[Work to be completed] Filter the records below down to lines containing "green".

....

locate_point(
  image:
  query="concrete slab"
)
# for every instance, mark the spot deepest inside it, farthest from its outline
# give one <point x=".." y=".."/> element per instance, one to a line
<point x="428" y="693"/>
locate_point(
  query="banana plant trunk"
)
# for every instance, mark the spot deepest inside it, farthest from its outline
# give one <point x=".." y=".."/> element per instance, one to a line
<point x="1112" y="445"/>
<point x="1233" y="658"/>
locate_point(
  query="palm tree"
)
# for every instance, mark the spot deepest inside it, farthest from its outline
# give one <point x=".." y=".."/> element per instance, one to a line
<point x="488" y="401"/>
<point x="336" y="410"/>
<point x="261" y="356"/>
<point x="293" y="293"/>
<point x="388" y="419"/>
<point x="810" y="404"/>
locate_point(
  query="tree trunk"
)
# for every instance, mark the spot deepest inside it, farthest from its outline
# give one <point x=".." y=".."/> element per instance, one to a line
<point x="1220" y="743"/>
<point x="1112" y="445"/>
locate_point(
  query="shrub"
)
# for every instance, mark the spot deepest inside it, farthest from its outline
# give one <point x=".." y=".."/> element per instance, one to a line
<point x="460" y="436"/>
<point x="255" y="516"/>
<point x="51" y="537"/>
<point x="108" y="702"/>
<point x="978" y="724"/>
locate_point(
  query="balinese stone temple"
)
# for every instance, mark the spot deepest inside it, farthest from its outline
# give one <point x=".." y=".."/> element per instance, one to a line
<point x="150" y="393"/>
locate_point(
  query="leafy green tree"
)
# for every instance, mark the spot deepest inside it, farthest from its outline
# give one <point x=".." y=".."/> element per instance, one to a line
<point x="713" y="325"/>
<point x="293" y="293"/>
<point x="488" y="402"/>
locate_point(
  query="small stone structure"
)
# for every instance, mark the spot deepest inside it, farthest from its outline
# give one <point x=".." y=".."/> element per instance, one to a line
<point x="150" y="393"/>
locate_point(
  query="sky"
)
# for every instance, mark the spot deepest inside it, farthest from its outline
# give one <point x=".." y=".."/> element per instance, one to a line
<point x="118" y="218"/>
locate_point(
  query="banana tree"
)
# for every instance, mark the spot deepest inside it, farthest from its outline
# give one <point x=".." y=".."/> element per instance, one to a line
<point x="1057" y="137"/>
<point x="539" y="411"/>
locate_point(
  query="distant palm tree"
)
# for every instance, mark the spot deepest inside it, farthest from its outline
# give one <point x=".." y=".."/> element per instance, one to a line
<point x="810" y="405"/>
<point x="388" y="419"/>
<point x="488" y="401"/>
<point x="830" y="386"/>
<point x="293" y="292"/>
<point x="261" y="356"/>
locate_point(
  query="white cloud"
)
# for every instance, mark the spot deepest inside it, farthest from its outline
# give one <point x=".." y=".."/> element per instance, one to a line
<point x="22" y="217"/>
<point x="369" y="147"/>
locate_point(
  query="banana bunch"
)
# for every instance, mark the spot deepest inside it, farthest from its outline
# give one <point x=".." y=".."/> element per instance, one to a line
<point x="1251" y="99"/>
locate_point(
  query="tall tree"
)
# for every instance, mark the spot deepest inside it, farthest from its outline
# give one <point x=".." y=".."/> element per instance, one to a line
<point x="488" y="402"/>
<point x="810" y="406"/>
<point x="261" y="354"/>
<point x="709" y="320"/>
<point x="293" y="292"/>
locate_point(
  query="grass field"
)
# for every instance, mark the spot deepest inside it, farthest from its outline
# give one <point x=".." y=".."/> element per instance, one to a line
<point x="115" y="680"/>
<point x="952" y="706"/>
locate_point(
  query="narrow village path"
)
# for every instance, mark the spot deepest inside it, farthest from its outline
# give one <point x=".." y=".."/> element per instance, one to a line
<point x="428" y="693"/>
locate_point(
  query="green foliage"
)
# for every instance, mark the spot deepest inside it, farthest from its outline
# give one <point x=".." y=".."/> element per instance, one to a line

....

[Answer below]
  query="leafy green tree"
  query="green foliage"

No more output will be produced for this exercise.